WHAT YOU WILL DO
Edit the records below so that "even-odd" becomes "nonzero" wherever it occurs, with everything else left unchanged. Omit the pictures from your answer.

[Image outline annotation entries]
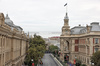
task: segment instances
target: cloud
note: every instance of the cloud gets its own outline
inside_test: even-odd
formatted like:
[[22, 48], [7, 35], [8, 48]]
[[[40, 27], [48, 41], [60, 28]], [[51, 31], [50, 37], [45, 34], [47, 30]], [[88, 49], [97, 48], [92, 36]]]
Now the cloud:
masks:
[[25, 31], [61, 31], [65, 3], [71, 27], [100, 21], [99, 0], [0, 0], [0, 11]]

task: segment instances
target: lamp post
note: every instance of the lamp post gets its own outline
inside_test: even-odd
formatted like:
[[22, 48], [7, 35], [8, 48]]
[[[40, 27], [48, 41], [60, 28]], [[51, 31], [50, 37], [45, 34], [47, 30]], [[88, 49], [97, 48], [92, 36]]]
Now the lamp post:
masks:
[[31, 59], [31, 61], [32, 61], [32, 66], [34, 66], [34, 60], [33, 60], [33, 59]]

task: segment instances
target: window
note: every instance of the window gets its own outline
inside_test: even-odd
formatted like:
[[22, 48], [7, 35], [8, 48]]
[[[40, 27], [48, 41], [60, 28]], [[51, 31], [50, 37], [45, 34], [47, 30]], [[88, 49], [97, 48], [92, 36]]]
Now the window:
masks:
[[78, 52], [78, 46], [75, 46], [75, 52]]
[[95, 38], [95, 44], [98, 44], [98, 38]]

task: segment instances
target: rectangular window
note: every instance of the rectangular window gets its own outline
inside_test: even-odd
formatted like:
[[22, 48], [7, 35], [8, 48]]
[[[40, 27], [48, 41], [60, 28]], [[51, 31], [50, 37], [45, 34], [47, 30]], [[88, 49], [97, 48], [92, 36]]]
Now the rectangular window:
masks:
[[79, 43], [79, 40], [75, 40], [75, 44], [78, 44]]
[[75, 46], [75, 52], [78, 52], [78, 46]]
[[95, 38], [95, 44], [98, 44], [98, 43], [99, 43], [98, 38]]

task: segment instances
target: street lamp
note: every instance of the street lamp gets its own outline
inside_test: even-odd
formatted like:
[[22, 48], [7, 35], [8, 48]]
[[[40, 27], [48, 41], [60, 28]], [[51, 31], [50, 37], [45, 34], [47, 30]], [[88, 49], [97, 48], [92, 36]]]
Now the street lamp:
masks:
[[33, 60], [33, 59], [31, 59], [31, 61], [32, 61], [32, 66], [34, 66], [34, 60]]

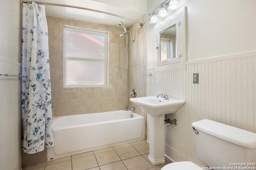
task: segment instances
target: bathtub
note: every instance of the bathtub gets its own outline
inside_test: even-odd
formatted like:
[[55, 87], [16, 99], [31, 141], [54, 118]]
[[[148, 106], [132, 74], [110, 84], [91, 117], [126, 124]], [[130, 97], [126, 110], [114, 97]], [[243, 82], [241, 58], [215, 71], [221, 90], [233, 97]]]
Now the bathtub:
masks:
[[130, 111], [61, 116], [52, 123], [54, 146], [47, 148], [48, 160], [145, 138], [144, 117]]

EXERCISE OUTPUT
task: segment instances
target: cloud
note: every instance of the cloud gets its own outline
inside_test: nonzero
formatted like:
[[22, 48], [7, 35], [8, 48]]
[[[40, 27], [48, 41], [60, 28]], [[51, 31], [50, 37], [45, 34], [47, 30]], [[88, 49], [97, 48], [92, 36]]]
Now the cloud:
masks:
[[25, 31], [61, 31], [65, 3], [71, 27], [100, 21], [99, 0], [0, 0], [0, 11]]

task: segment instances
target: lamp post
note: every instance of the lamp post gets its own outline
inside_test: nonzero
formatted like:
[[22, 48], [7, 35], [8, 48]]
[[[40, 27], [48, 41], [60, 28]], [[51, 31], [50, 37], [45, 34], [47, 30]], [[88, 49], [97, 48], [92, 36]]]
Now the lamp post:
masks:
[[31, 59], [31, 61], [32, 61], [32, 66], [34, 66], [34, 60], [33, 60], [33, 59]]

task: segment instances
target: window
note: every instance of the window gets its own outline
inside_test: nonzero
formatted like:
[[22, 48], [7, 35], [8, 48]]
[[[40, 27], [48, 41], [60, 28]], [[51, 31], [50, 37], [45, 34], [47, 30]], [[88, 49], [97, 48], [92, 36]]]
Now the window:
masks:
[[78, 52], [78, 46], [75, 46], [75, 52]]
[[95, 38], [95, 44], [98, 44], [98, 38]]

task: segment instances
target: rectangular window
note: every instance of the rectangular window gets its own outline
inside_test: nonzero
formatted like:
[[22, 48], [7, 35], [8, 48]]
[[[40, 27], [48, 41], [60, 28]], [[51, 31], [50, 37], [45, 34], [47, 30]], [[88, 49], [97, 48], [92, 36]]]
Now the rectangular window:
masks:
[[79, 43], [79, 40], [75, 40], [75, 44], [78, 44]]
[[75, 46], [75, 52], [78, 52], [78, 46]]
[[95, 38], [95, 44], [98, 44], [98, 43], [99, 43], [98, 38]]

task: segment instances
target: street lamp
note: every instance of the street lamp gets its own outline
inside_test: nonzero
formatted like:
[[22, 48], [7, 35], [8, 48]]
[[[40, 27], [48, 41], [60, 28]], [[51, 31], [50, 37], [45, 34], [47, 30]], [[88, 49], [97, 48], [92, 36]]]
Now the street lamp:
masks:
[[33, 60], [33, 59], [31, 59], [31, 61], [32, 61], [32, 66], [34, 66], [34, 60]]

task: segment instances
target: bathtub
note: every instance of the bathtub gets its own outline
inside_test: nonzero
formatted like:
[[55, 87], [16, 99], [31, 141], [54, 118]]
[[[148, 106], [132, 74], [110, 84], [91, 117], [126, 124]], [[130, 97], [126, 110], [114, 97]], [[243, 82], [241, 58], [215, 71], [221, 90], [233, 97]]]
Now the bathtub:
masks:
[[130, 111], [61, 116], [52, 123], [54, 146], [47, 148], [48, 160], [145, 138], [144, 117]]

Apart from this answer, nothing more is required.